選んだ文章 =>
-----

私はかつて、怒りで友達をコントロールしようとしていた時期がありました。
大人になり子どもができると、子どもの友達に同様のタイプが現れました。
家庭の事情や環境に共通点が見られましたので、身近な例を元に考察しました。
怒りで友達をコントロールする子ども
長女が幼稚園の年長だった頃の話です。
幼稚園から帰宅し、玄関に入ったところで長女が突然泣き出したことがありました。
驚いて理由を聞くと、「そらちゃん(仮名)が、命令するの」と言います。そらちゃんは幼稚園に入園する前からお友達として付き合いのある子でした。
「命令? どんなことを言うの?」と訊ねると、「靴を履かせてとか、園庭で遊ぶときも〇〇ちゃんより先に園庭に出ちゃいけないって言う」と話します。
その他にも、
二人ペアになる際、他の子と組むと怒り、許されない。しかしそらちゃんは別の子と組もうとすることがある。
長女がそらちゃんを優先するのは当然だと、言葉や態度に出して言う。
母親とはママ友として出会い、付き合いがありました。
そらちゃんは幼稚園の保護者の間でも、癇癪や主張が激しいことで知られていました。
親子で一緒に出掛けた時には、出先でもよく癇癪を起していました。母親はそらちゃんに手を焼いていて、よく怒っている姿も目にしていました。
長女は入園前から付き合いがあったからか、幼稚園でも世話役を買って出ているようでした。そらちゃんが長女を好きだと言い、長女も当初は喜んでいました。他の友達はそらちゃんの命令口調や癇癪を嫌がり、「そらちゃん好きじゃない。一緒に遊ばないでおこう」と言い出す子がいて、積極的に関わる友達が次第に少なくなっていました。
そらちゃんは、ますます長女に依存しました。
幼稚園に迎えに行き、園庭で少し遊ばせてから帰るときもその様子が見えましたので、少し気になっていました。「そらちゃんとばかりではなくて、その時々で遊びたい子と遊んでいいんだよ」と話したのですが、大人が見ていないところでそらちゃんが怒り、自由に動くことを許さなかったようです。
長女とそらちゃんの様子を知るために、第三者である園の先生の話しを聞くことにしました。
担任の先生に長女から聞いた話を伝えると、先生は驚きました。
「泣くほど嫌がっていたんですね。すみません。長女ちゃんに甘えていました」とすぐに謝られました。
そらちゃんの癇癪や機嫌には、先生たちも手を焼いていたと言います。
長女が話しかけたり相手をすることで、そらちゃんが機嫌をよくして円滑に進むことが多かったのだそうです。長女を気にかけて言葉をかけたこともあったのだけど、長女が「大丈夫!」と元気に笑うので、ついつい任せてしまっていたのだとか。
長女は家では活発で手がかかる子ですが、外では「しっかりしている子」として見られていました。

-----

データセットの項目:
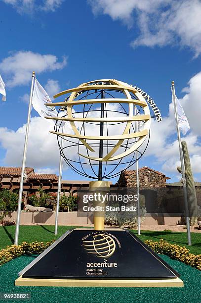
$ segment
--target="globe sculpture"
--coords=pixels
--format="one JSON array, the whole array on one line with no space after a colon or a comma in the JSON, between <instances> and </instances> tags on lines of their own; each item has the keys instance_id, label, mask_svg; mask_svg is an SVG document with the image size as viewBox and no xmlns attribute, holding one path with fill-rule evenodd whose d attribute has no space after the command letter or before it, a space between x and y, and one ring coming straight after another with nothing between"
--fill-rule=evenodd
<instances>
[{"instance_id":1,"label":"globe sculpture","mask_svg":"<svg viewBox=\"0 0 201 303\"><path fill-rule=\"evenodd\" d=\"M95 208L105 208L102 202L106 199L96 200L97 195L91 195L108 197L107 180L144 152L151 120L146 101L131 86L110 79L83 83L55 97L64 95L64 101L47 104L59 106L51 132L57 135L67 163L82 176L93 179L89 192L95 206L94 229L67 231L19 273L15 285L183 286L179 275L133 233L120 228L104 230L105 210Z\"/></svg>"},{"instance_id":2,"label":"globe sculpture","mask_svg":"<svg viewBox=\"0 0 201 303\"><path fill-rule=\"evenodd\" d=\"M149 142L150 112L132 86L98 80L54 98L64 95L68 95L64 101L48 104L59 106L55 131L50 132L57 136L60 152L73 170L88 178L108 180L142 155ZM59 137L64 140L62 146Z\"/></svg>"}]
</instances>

-----

取り組む課題 =>
- A) 選んだ文章で、長女が話した、そらちゃんの長女への命令や要求をすべて挙げよ。
- B) 上のデータセットの項目にある行を、すべて一字一句変えずに出力せよ。画像は解答に含めないこと。

課題の解答 =>
- A)
- 靴を履かせてと言う。
- 園庭で遊ぶとき、〇〇ちゃんより先に園庭に出てはいけないと言う。
- 二人ペアになる際、長女が他の子と組むと怒り、許さない。
- 長女がそらちゃんを優先するのは当然だと、言葉や態度に出して言う。

- B)
$ segment
--target="globe sculpture"
--coords=pixels
--format="one JSON array, the whole array on one line with no space after a colon or a comma in the JSON, between <instances> and </instances> tags on lines of their own; each item has the keys instance_id, label, mask_svg; mask_svg is an SVG document with the image size as viewBox and no xmlns attribute, holding one path with fill-rule evenodd whose d attribute has no space after the command letter or before it, a space between x and y, and one ring coming straight after another with nothing between"
--fill-rule=evenodd
<instances>
[{"instance_id":1,"label":"globe sculpture","mask_svg":"<svg viewBox=\"0 0 201 303\"><path fill-rule=\"evenodd\" d=\"M95 208L105 208L102 202L106 199L96 200L97 195L91 195L108 197L107 180L144 152L151 120L146 101L131 86L110 79L83 83L55 97L64 95L64 101L47 104L59 106L51 132L57 135L67 163L82 176L93 179L89 192L95 206L94 229L67 231L19 273L15 285L183 286L179 275L133 233L120 228L104 230L105 210Z\"/></svg>"},{"instance_id":2,"label":"globe sculpture","mask_svg":"<svg viewBox=\"0 0 201 303\"><path fill-rule=\"evenodd\" d=\"M149 142L150 112L132 86L98 80L54 98L64 95L68 95L64 101L48 104L59 106L55 131L50 132L57 136L60 152L73 170L88 178L108 180L142 155ZM59 137L64 140L62 146Z\"/></svg>"}]
</instances>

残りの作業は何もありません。